__Exercise aim__.
Count the lines in the data below that contain the string "Note", matching case exactly. Give only the number.

__Exercise inputs__.
==*==

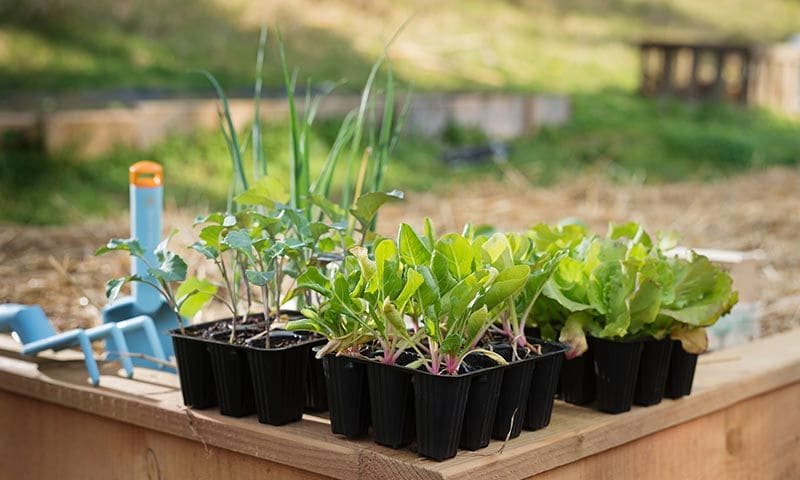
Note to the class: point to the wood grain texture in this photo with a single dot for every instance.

==*==

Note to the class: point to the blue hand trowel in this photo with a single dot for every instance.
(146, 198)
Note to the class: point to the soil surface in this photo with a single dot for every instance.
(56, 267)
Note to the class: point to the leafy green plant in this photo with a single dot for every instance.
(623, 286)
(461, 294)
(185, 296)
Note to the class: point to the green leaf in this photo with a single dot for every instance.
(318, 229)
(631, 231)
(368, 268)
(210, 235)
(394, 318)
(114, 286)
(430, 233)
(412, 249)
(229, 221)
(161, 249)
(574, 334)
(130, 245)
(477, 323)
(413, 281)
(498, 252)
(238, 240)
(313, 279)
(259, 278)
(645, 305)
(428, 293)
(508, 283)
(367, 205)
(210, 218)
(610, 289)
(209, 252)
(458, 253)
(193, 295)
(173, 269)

==*==

__The result__.
5